Records from a dataset
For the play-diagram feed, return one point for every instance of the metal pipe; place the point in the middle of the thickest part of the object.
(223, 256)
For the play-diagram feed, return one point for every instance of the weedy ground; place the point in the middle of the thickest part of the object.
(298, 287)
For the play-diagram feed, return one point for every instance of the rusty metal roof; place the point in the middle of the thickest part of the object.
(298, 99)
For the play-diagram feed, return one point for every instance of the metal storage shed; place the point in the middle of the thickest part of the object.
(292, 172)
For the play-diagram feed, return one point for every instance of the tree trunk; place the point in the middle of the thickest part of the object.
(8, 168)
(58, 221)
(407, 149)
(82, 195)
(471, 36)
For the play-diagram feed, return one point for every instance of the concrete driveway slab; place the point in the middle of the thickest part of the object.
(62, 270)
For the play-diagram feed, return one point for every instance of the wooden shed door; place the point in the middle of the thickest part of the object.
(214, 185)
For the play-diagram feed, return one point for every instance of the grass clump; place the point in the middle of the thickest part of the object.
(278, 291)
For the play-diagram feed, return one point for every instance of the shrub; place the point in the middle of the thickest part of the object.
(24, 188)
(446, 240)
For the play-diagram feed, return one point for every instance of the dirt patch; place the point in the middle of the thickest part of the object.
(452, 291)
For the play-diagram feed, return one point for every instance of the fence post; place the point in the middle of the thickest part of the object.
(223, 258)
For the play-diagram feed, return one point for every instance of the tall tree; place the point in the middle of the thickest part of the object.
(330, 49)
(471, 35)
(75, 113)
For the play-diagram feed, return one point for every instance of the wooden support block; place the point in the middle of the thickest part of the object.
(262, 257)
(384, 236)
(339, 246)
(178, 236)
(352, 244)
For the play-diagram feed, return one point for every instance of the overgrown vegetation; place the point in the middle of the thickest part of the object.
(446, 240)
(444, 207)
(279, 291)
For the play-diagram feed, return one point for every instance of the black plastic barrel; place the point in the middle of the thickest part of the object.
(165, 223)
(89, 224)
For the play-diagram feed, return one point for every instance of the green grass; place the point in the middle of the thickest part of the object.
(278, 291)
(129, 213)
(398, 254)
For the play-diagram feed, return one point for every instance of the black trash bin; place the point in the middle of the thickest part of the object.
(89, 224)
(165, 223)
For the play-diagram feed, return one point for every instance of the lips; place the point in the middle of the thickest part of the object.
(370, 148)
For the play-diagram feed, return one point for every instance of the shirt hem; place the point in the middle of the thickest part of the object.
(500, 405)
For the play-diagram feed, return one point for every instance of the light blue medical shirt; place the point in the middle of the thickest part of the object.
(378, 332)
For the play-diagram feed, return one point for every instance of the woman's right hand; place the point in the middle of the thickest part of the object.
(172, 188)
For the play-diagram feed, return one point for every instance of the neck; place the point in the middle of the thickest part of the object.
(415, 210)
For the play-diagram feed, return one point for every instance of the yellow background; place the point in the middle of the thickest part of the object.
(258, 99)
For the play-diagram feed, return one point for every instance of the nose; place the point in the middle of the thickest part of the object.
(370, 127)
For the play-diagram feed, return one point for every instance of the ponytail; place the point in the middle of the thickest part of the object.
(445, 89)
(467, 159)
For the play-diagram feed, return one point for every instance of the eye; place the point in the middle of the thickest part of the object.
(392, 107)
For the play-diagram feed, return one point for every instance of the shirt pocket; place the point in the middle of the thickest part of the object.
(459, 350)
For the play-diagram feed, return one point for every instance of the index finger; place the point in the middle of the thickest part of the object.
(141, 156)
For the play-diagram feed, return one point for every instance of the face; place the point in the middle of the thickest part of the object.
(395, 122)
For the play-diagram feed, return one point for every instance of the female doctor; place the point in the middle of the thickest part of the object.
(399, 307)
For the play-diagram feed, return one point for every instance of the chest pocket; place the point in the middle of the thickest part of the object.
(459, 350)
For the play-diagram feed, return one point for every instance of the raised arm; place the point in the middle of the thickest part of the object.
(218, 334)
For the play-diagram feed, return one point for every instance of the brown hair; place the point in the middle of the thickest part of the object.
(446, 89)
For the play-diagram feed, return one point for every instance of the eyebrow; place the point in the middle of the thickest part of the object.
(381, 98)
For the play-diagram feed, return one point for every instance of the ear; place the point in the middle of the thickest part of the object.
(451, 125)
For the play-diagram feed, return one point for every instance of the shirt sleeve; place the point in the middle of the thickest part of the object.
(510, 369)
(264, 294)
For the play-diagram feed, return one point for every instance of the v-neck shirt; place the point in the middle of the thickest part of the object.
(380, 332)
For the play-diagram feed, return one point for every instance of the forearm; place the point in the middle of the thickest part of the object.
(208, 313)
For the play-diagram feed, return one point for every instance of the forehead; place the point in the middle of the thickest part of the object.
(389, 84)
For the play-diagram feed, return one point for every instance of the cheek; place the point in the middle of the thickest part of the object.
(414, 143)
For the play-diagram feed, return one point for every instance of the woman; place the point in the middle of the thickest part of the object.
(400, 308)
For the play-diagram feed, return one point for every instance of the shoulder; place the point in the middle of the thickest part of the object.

## STATED EXERCISE
Reproduce the records unchanged from the line containing "of the ear;" through the last line of the records, including both.

## REPLY TO THE TASK
For the play-diagram feed, return one point for every instance of the ear; place the point in the middle of the thickest part of the object.
(451, 125)
For the play-diagram feed, return one point for every instance of the shirt sleeve; place the point in the middle of the thickest part of the object.
(510, 369)
(264, 294)
For the play-diagram feed, return one point for every instance of the v-neck shirt; place the point in the middle of the thickest part of the object.
(380, 332)
For the play-diagram feed, return one point for every instance of the forearm; place the point in the middle of the thickest part of the object.
(208, 313)
For the play-diagram feed, return one point for every instance of the forehead; place the point in the middle of the thickest part of the object.
(389, 84)
For the play-diagram feed, return one point for every instance of the cheek; place the point in the middle of the thickest part of the object.
(414, 143)
For the play-diagram feed, return one point for every instance of the woman; place the point in the middle of the thickest part of the object.
(400, 308)
For the play-diagram feed, return one point for every instance of the shoulder; place the point in the middle of the thickest part of the object.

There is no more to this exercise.